▸ SHORT TASK: All entries must be extracted exactly, with nothing added or dropped.
* Start *
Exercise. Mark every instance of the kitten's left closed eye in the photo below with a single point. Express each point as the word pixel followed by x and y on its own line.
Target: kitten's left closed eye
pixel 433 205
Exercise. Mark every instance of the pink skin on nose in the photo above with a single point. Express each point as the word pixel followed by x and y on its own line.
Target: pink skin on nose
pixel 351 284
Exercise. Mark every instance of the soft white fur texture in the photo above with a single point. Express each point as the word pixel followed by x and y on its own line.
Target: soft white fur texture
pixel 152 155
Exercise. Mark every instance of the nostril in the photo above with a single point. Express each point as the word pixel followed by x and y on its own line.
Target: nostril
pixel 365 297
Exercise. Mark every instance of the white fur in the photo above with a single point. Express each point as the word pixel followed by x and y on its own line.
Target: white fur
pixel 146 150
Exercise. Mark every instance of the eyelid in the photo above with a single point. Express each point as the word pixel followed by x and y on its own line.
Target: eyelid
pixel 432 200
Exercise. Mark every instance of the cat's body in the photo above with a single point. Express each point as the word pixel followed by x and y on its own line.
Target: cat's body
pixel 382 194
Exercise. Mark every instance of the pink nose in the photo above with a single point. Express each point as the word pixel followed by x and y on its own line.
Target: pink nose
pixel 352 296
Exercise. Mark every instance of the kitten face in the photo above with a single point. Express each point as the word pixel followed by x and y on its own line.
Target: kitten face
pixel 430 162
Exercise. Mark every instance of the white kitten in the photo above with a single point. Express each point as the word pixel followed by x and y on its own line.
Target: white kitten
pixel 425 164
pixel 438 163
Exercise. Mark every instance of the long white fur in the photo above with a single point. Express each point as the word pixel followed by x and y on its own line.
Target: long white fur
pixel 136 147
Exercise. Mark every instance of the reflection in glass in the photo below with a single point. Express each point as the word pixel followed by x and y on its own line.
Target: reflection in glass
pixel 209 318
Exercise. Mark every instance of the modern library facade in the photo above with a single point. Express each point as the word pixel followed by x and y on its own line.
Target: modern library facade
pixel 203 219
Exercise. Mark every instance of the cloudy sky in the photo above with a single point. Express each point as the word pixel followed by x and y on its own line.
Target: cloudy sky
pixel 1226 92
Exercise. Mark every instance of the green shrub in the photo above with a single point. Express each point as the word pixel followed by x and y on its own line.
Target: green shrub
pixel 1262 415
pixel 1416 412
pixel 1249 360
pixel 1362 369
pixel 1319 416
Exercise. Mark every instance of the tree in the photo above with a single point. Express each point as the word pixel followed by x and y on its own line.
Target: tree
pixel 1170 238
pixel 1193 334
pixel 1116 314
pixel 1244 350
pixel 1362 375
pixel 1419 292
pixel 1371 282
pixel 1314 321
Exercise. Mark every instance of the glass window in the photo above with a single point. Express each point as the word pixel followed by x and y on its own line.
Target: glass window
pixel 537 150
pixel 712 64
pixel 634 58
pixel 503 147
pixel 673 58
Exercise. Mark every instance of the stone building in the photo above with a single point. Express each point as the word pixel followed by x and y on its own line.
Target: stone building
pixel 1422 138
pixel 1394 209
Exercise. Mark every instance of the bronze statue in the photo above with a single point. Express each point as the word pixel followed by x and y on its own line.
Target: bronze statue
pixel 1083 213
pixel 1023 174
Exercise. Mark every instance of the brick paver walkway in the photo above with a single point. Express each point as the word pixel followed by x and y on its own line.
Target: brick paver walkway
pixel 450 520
* End *
▸ RESPONSE TO THE EXERCISE:
Exercise. Mark every instance of the kitten's left closed eye in the photo below with a single point. Express each point as the word pixel followed by x and y on its own line.
Target: kitten's left closed eye
pixel 433 205
Exercise. Mark every instance of the pink skin on nose in the photo above with a single point. Express each point as the word pixel followed by x and y on its own line.
Target: pink skin on nose
pixel 351 284
Exercise. Mark every instance of the soft white fur texture in the photo above with a single point. Express each point as the word pixel followed by x and y on its own line.
Target: soft white fur texture
pixel 152 155
Exercise. Mark every instance of the nostril in the photo above with a single point. Express each point as the word pixel followed by x and y on its own line.
Target: nostril
pixel 365 297
Exercise. Mark every instance of the white fur in the photo above with a single point. Express each point as the word pixel followed by x and y on its own line.
Target: white fur
pixel 146 150
Exercise. Mark every instance of the eyelid in the photo above with a single point. Express each point as the word pixel followed by x and y on its own line.
Target: eyelid
pixel 432 200
Exercise. Mark every instance of the cat's body in the photo above with a single point. Express each point as the word pixel followed by x and y on its own line.
Target: cat's body
pixel 382 194
Exercise. Mark every instance of the pink nose in the photo above with a single point. Express each point as the word pixel followed by x and y on its own line.
Target: pink nose
pixel 352 296
Exercise. Mark every instance of the kitten face in the photo above with a single point. Express each point as the word pixel followed by x and y on its own line.
Target: kitten face
pixel 430 162
Exercise. Mark every instance of the white kitten in the photo above with a single point. Express each point as the word pixel followed by x and y on its own line.
Target: white kitten
pixel 425 164
pixel 438 163
Exercise. Mark every instance of the long white fur in the photo above with a single point. Express each point as the word pixel followed by x and y on its own line.
Target: long white fur
pixel 136 147
Exercise. Mark every instance of the reflection in glass in the photo below with a single point. Express each point as the word pixel followed by x and y on its own line.
Target: reflection in glass
pixel 209 318
Exercise. Mark every instance of the modern library facade in the photo above with a single point. Express each point as the word pixel followed by x and y on its own line.
Target: modern library facade
pixel 203 219
Exercise. Mark every instance of the cloudy sky in the photo above with a single point. Express each point as the word pixel followed by x and y on its own line.
Target: cloudy sky
pixel 1226 92
Exercise. Mark every instance of the green shrub in the photo above with a single point. Express each point as the word pixel followed by x and y on its own line.
Target: green shrub
pixel 1262 415
pixel 1416 412
pixel 1249 360
pixel 1362 369
pixel 1319 416
Exercise. Mark every instance of the tree in the photo above with a single point. Express each point as the word pixel followed by x and y on its own line.
Target: tree
pixel 1170 238
pixel 1193 334
pixel 1116 314
pixel 1244 350
pixel 1362 375
pixel 1419 292
pixel 1371 282
pixel 1314 321
Exercise. Mark every instance of the glass window in the photo above with a single point. Express each point as the word pixel followed by x and y on its own line.
Target: glass window
pixel 537 150
pixel 712 64
pixel 634 58
pixel 503 147
pixel 673 58
Exercise. Mark every instance of the stone building in the photo above with a single point. Express each point as the word pixel followed by x and y on its own line.
Target: stone building
pixel 1422 138
pixel 1394 209
Exercise. Mark every instance of the bronze statue in the photo above with a single point. Express each point as the word pixel followed by x and y on its own line.
Target: bronze statue
pixel 1083 213
pixel 1023 174
Exercise. Mark every instance of the brick paver walkway in the photo above with a single point. Express each point as the word pixel followed by x and y on its own line.
Target: brick paver walkway
pixel 450 520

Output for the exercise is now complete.